_PROVIDED PASSAGE_.

Re: list of package names, versions[, descriptions]

2 Oct 2019

      On 10/2/19 11:32 AM, Greg Minshall wrote:
...
i'm not sure i can explain why i find having the complete list, with
descriptions, local on my machine useful.  but, i do.  "search locally,
build globally" somehow works well for me.  (one rationalization might
be that searching is inherently more interactive than building, so
random network latencies, etc., during building are less annoying than
during searching.)
anyway, grant me the desire to maintain, offline, a complete list of AUR
packages, version numbers, descriptions.
Could be, I dunno. All I know is what I would consider personally useful
-- your use cases remain your own, regardless of my opinions or
expressed doubts. :)
...
let's say that i've managed, over a period of a week or so, to download
the entire database (or, at least, the "rows" in which i am interested:
package name, version, description) into my own local database.
then, a week later, i'd like to *update* my local database with what's
changed in the AUR repository.  how would i proceed?  as things
currently stand, iiuc (always a dubious proposition), i'd need to again
download the entire database.
on the other hand, if there were a packages-vers.gz (*), i could
download that, then compare the package names and versions in it with
those in my local database, and schedule to download the database
entries for those packages whose version numbers had changed (as well as
those packages in packages-vers.gz that are new; and at the same time
delete those packages in my local database that are no longer in
packages-vers.gz); one can visualize this code.
my presumption is that this would be much lighter on server resources
than downloading the entire database each week.  and, maybe (you'll know
the "churn" in the repository) would even be very light.
and, i think this could be useful for general use.  i may only care
about descriptions, but if someone cares about dependencies,
maintainers, etc., they would still use the version-number mechanism
(again, see (*) below) to determine which packages have changed, and
only download the information from those changed packages.
Well, I guess I could hear the argument you make for providing a way to
invalidate offline assumptions about a package. Even if providing a dump
of names-versions is not strictly useful itself.
...
ps -- thanks for the pointer to expac.  i'll look at converting to that.

_INFORMATION SUPPLIED_.
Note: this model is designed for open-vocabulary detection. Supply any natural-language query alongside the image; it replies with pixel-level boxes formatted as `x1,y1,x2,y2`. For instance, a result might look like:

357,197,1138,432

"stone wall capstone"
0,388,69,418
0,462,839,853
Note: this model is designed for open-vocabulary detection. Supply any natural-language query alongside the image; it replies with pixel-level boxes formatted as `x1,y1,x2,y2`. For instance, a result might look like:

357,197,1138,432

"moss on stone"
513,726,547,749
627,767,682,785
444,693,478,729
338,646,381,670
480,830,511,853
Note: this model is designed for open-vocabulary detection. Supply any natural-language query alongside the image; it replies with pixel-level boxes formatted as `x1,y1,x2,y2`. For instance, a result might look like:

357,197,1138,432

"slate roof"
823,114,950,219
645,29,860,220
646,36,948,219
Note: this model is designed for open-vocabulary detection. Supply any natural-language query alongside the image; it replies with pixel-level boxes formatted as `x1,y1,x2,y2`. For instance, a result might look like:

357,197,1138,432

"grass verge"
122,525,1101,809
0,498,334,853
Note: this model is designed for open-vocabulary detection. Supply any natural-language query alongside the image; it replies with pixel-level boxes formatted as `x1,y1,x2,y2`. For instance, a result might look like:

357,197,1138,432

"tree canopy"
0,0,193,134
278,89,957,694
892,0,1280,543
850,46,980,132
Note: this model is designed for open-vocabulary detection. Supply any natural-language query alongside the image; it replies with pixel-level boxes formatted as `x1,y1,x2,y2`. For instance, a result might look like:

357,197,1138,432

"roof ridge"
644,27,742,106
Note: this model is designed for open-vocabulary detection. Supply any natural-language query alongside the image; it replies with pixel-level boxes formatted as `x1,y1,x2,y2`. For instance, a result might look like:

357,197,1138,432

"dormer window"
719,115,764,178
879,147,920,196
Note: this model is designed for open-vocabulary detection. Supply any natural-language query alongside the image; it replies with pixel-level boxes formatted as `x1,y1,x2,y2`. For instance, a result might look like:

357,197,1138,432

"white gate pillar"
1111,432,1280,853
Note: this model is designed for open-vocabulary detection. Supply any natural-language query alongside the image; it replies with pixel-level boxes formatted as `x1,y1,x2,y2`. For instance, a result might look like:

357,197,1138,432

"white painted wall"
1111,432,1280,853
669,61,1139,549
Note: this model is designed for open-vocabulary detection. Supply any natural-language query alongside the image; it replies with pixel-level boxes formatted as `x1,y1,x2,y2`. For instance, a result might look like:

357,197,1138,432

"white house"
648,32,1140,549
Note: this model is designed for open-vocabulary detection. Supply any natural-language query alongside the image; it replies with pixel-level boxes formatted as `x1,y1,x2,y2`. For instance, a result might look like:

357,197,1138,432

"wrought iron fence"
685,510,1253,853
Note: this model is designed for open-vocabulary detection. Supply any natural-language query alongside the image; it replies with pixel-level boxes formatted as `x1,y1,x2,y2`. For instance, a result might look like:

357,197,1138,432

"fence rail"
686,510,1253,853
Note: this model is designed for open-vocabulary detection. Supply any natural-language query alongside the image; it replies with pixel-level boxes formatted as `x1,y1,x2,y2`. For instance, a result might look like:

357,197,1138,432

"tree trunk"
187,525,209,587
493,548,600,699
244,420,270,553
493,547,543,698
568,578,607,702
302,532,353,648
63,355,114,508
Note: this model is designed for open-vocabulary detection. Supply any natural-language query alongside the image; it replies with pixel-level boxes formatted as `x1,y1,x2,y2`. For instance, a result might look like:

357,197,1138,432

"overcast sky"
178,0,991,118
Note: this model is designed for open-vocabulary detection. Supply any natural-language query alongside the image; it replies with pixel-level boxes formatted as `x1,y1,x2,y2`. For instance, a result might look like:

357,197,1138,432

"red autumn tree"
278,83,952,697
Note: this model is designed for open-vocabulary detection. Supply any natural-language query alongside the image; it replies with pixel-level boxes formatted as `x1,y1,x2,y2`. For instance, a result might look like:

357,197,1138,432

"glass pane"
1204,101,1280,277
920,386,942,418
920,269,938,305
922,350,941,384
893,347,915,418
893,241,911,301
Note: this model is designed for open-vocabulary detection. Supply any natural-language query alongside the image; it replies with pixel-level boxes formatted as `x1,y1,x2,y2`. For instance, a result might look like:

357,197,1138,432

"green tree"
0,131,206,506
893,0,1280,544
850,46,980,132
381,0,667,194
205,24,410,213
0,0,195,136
==
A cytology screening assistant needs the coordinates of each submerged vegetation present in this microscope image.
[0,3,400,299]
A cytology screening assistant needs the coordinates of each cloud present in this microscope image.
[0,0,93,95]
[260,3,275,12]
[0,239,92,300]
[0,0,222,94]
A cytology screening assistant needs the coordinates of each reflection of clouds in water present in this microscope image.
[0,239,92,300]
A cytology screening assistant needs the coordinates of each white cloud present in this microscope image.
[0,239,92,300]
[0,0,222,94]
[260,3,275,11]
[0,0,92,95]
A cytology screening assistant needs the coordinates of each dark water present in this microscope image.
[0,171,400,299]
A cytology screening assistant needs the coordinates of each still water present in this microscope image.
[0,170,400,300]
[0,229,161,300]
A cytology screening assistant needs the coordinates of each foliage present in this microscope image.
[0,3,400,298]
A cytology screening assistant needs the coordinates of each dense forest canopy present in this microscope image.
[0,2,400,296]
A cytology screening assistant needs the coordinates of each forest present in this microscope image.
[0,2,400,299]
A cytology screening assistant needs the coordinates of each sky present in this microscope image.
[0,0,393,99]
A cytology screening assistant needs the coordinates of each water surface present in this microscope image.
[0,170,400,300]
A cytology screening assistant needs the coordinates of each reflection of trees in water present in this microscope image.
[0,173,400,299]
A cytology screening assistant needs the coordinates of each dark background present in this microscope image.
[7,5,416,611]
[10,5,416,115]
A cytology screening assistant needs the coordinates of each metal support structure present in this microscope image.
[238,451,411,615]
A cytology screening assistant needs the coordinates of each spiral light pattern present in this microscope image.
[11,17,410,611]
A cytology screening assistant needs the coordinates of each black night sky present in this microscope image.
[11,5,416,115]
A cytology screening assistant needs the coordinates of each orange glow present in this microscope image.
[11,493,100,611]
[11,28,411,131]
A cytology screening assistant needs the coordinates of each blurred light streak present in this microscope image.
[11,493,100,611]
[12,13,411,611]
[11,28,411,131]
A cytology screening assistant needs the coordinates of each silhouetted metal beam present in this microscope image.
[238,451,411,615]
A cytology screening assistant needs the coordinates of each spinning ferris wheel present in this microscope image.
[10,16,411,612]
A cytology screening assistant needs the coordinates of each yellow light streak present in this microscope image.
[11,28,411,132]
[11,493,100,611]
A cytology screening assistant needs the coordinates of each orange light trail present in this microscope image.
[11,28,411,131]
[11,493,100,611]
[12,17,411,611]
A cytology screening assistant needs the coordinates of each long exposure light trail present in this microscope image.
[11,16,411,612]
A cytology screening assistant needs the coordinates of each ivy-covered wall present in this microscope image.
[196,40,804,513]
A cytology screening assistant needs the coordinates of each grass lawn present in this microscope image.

_REQUIREMENT 1_. Summarize the message on AUR package lists in two sentences.
_REQUIREMENT 2_. List every kind of package information that the message on AUR package lists mentions.
_REQUIREMENT 3_. Continue the message on AUR package lists from the point at which it ends.
The listing that accompanies this message was drawn from a separate source.

_WRITTEN REPLY 1_. Greg Minshall wants to keep a complete offline list of AUR package names, versions, and descriptions. He proposes a packages-vers.gz file so that a local copy could be refreshed by downloading only changed or new entries and deleting removed ones, and the reply grants the argument for a way to invalidate offline assumptions about a package.

_WRITTEN REPLY 2_.
- package name
- version number
- description
- dependencies
- maintainers

_WRITTEN REPLY 3_.
no one ever accused me of writing overly-efficient code... :)
(*) NB:
note that, for "true consistency", using "version" depends on the
assumption, likely to be at least occasionally, maybe often, invalid,
that if the *metadata* for a package in the database changes then the
*version* of the package itself also changes.
This is "supposed to be true", as in, it's generally considered pretty
bad if people update a PKGBUILD so that it creates a different package
but don't update the pkgrel for metadata or package content changes. It
isn't guaranteed, sure, but I guess there are worse things than simply
failing to detect a cache invalidation for that package.

On the other hand...
...
if "last modified" time in the database is updated when any of the
metadata changes, that would be better to use than package version
number.
if "last modified" time isn't updated when (some) metadata is updated,
one could also run an md5sum(1) over (a textual representation of) each
package's database entry, and provide packages-md5sums.gz, say.  i'll
note that a simple test shows that adding an md5sum to each line
inflates the size of the file considerably
: % ls -skh packages*.gz
: 1.5M packages-md5sums.gz  344K packages.gz
the inflation for version numbers and/or "last modified time" (as
seconds since the epoch) would probably be less, maybe double the size
of packages.gz?
The package details key "last modified" is indeed updated to the time of
the latest push to the package's git repository, see
https://git.archlinux.org/aurweb.git/tree/aurweb/git/update.py#n92

So this would be a valid method for guaranteeing cache invalidation.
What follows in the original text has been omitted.